Provided records

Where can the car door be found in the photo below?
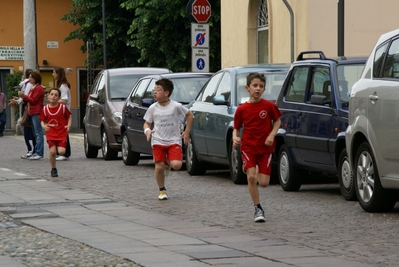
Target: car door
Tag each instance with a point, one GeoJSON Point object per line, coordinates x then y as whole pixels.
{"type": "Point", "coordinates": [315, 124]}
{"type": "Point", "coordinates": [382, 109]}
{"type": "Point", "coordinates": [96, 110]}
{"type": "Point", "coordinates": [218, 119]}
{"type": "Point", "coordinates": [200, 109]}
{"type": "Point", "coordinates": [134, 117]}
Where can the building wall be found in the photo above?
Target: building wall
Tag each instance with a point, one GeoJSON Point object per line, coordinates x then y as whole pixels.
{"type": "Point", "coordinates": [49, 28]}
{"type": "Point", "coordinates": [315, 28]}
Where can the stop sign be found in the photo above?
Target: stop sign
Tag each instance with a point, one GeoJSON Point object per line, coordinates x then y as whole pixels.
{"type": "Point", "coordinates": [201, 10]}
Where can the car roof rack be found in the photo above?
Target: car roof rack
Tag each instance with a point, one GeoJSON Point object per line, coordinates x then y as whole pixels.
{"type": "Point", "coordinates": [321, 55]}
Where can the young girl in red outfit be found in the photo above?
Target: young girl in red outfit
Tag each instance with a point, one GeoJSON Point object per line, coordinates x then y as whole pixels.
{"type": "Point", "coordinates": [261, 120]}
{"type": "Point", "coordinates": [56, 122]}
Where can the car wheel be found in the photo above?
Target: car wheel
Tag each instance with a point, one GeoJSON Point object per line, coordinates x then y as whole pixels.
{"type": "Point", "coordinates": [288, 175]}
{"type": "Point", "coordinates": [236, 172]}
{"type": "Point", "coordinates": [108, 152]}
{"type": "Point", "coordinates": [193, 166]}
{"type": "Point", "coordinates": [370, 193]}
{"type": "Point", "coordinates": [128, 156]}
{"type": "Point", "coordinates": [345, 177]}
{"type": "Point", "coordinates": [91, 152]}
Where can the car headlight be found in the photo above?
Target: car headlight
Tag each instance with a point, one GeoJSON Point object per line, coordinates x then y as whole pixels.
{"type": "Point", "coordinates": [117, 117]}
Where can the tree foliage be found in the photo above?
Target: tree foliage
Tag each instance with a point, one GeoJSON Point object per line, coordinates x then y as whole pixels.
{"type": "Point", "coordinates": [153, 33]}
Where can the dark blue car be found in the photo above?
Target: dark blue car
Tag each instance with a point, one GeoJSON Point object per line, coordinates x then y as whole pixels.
...
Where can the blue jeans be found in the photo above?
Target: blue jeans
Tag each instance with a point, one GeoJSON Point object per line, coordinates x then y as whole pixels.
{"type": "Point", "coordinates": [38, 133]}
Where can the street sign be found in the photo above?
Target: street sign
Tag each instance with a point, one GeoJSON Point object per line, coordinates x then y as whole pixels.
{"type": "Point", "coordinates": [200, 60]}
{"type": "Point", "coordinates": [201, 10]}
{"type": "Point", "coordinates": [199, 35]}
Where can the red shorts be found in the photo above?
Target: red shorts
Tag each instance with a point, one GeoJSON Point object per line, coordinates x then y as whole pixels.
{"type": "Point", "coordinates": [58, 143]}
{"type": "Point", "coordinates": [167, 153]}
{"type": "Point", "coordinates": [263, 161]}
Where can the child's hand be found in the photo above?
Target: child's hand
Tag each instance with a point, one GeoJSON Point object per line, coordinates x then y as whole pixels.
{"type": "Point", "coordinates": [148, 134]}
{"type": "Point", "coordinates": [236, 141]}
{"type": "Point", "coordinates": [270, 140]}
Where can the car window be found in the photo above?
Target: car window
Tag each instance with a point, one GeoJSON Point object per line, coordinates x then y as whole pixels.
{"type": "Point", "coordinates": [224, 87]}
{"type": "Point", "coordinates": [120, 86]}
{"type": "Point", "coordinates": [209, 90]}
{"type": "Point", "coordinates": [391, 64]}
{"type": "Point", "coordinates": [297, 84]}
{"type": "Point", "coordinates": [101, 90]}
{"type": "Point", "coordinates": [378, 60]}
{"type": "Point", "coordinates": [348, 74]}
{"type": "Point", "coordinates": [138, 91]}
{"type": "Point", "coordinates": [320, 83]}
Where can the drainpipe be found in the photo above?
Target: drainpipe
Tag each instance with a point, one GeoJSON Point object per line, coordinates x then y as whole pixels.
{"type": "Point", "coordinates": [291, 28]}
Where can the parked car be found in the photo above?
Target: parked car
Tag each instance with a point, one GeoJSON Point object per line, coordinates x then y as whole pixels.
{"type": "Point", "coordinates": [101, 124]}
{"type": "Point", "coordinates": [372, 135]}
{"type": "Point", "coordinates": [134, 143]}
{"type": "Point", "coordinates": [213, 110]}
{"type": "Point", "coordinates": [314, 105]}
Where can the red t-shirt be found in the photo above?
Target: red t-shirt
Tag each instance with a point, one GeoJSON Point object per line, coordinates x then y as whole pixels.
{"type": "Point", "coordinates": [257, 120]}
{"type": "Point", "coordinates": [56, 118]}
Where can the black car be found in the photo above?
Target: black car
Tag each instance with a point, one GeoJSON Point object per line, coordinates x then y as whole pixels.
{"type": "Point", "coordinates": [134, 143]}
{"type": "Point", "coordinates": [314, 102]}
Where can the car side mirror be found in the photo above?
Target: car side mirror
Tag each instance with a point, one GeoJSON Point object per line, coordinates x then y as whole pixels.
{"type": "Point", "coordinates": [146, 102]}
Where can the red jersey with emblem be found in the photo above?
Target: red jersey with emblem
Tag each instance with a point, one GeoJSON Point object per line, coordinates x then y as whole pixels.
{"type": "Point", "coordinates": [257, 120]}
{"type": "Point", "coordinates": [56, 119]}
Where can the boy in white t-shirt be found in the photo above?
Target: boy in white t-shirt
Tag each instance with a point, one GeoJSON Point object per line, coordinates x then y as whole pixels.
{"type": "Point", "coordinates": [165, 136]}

Work task
Every line above with the string "wall" in it should be copied into the answer.

Reply to the exercise
Where can the building wall be found in the photo above?
Target: building wall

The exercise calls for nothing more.